(SELECTED EXCERPT):
▶
If you're building anything non-trivial with Claude Code, we'd encourage you to try this pattern. The overhead is low — it's just Markdown files — and the payoff in maintainability is significant.


What's Next: dotmd-io

dotmd-parser is the open-source core. We're building dotmd-io on top of it — a web platform that gives your whole team a visual interface for managing SKILL.md dependencies:

  • Dependency graph visualization (ReactFlow + D3)
◀
(COMPLETE THE FOLLOWING):
1. In the excerpt about dotmd-parser, which tools power the dependency graph visualization?
2. Write the next part of the excerpt about dotmd-parser and dotmd-io, picking up after its last line.
You won't need the items for this.

(DATA FOR REVIEW):
▶
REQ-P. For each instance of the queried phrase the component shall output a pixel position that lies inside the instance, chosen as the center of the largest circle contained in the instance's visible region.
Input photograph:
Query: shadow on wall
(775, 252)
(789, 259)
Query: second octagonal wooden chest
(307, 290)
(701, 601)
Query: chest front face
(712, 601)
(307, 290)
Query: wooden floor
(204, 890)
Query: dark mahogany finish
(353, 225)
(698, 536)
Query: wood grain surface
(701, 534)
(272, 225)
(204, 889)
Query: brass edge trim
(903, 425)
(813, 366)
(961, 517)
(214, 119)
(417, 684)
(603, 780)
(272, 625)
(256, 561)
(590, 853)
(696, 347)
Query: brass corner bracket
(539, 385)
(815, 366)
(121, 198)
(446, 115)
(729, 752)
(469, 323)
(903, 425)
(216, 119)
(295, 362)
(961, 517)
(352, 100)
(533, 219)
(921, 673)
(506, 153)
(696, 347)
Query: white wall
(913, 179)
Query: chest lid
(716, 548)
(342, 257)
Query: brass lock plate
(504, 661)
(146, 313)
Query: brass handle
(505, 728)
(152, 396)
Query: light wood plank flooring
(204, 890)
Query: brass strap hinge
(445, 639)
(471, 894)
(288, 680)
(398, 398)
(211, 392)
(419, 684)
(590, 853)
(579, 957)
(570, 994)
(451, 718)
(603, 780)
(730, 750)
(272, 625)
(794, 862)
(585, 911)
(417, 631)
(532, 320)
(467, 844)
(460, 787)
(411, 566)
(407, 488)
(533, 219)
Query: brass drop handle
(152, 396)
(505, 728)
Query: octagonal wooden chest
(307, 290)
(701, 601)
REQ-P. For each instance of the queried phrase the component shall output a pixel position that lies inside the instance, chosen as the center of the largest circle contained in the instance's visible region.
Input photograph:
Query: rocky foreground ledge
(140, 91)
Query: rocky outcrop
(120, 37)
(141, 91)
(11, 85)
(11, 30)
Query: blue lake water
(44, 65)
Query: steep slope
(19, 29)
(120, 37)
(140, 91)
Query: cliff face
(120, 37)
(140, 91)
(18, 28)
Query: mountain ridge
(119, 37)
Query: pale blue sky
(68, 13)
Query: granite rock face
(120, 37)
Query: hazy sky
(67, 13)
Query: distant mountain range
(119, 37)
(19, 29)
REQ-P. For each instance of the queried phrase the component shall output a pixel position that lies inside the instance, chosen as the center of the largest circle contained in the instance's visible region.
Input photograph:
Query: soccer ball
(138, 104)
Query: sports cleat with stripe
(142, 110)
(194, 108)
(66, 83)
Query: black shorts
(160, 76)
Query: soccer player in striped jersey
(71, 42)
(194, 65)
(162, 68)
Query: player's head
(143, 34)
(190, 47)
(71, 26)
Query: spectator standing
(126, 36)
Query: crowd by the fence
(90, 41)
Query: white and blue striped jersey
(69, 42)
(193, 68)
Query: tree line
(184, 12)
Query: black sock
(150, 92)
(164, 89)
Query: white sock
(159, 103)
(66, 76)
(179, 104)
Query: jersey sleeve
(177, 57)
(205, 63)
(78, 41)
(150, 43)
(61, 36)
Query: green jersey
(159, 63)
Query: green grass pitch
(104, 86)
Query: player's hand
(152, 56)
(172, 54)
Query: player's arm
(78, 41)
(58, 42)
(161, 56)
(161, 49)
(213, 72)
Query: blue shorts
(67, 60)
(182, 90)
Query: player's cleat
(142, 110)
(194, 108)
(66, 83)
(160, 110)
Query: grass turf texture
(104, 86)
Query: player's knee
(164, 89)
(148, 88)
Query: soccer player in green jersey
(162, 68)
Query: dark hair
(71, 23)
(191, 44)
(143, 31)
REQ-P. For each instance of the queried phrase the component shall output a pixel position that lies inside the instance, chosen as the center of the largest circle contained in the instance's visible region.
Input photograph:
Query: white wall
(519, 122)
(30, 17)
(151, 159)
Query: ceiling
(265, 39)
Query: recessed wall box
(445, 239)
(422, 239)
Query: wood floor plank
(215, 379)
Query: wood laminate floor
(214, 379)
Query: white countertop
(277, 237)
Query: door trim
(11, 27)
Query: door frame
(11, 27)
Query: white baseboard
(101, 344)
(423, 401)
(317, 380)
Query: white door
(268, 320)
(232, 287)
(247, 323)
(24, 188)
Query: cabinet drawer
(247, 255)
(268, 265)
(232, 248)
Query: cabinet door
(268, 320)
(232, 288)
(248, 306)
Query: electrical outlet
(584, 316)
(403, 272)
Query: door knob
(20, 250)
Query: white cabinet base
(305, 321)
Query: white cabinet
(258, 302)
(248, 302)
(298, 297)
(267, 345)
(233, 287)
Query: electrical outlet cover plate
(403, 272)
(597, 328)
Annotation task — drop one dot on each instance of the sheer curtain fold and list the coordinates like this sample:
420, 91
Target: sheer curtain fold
◀
(EXPECTED RESPONSES):
1. ReactFlow and D3.

2.
  • Monaco Editor with @include/@delegate syntax highlighting
  • A/B testing and prompt scoring via Claude API
  • Git-based version control with one-click rollback
  • RBAC for non-engineers to safely edit prompts

If that sounds useful, watch the repo: github.com/dotmd-projects/dotmd-parser


Getting Started

`bash
pip install dotmd-parser
`

Start with a small skill and try extracting one shared file:

`plaintext
my-skill/
├── SKILL.md # @include shared/role.md
└── shared/
└── role.md # Just the role definition
`

Run the parser to verify:

`bash
dotmd-parser ./my-skill/

Nodes: 2 (skill:1, shared:1)

Edges: 1 (include:1)

Warnings: 0

`

Once it clicks, you'll find yourself refactoring every prompt you write.